Write out the passage on electrochromic polymers word for word, from "These polymers of" to "devices and applications.".

* Extract:
####

These polymers of intrinsic microporosity (PIMs) use electrochromic materials that change color in response to an applied voltage for improved energy storage. Electrochromic materials switch color when a voltage potential is applied. These materials are widely used in smart windows, displays, and advanced optics due to their electrochemical stability, moderate operating voltages, and high optical contrasts. However, existing electrochromic materials are constrained by slow switching speeds, limiting their effectiveness in next-generation devices and applications.
Researchers at the University of Florida have developed electrochromic materials that improve switching speeds while maintaining the key benefits of current materials. These materials are solution-processable PIMs, which are straightforward to manufacture and can be fabricated into thin films without the use of toxic solvents or transition metals. This technology represents a substantial improvement over current electrochromic systems and enables faster, safer, more energy-efficient display, window, and optic technologies.

####

* Source data:
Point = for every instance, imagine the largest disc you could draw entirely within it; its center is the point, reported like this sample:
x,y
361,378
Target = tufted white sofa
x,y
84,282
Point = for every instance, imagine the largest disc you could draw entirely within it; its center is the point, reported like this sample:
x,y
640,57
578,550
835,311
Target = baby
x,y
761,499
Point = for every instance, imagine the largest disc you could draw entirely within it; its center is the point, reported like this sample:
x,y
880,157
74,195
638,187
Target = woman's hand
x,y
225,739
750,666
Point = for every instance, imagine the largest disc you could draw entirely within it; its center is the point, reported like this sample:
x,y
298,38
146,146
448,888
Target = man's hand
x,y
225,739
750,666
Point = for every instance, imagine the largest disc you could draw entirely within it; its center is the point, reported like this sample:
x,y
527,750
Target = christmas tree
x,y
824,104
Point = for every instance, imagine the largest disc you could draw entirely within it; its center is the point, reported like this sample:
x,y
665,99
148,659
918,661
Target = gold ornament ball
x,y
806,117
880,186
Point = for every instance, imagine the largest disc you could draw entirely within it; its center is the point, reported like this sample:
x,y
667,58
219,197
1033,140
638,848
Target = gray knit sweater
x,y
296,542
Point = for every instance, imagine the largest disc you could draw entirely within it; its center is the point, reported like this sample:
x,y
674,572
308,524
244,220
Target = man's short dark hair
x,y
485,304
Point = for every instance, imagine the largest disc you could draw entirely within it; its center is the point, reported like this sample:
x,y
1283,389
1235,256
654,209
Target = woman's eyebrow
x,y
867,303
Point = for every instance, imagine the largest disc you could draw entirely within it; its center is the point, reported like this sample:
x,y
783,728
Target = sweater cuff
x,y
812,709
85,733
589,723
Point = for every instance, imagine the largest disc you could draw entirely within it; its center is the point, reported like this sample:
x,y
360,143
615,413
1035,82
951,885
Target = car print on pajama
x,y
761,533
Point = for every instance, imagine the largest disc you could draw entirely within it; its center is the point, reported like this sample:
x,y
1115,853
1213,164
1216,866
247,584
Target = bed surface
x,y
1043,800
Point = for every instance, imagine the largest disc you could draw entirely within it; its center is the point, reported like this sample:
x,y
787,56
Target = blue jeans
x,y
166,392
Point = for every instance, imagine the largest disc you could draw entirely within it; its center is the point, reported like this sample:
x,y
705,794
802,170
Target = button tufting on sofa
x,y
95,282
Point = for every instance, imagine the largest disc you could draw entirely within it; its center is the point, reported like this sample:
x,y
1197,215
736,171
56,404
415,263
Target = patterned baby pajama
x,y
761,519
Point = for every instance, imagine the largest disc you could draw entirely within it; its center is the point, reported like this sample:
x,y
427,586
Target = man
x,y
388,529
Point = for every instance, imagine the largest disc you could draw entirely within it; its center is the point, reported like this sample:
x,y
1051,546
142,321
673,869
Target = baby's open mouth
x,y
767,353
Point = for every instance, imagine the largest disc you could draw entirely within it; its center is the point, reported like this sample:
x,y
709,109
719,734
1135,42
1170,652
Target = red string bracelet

####

* Solution for this exercise:
These polymers of intrinsic microporosity (PIMs) use electrochromic materials that change color in response to an applied voltage for improved energy storage. Electrochromic materials switch color when a voltage potential is applied. These materials are widely used in smart windows, displays, and advanced optics due to their electrochemical stability, moderate operating voltages, and high optical contrasts. However, existing electrochromic materials are constrained by slow switching speeds, limiting their effectiveness in next-generation devices and applications.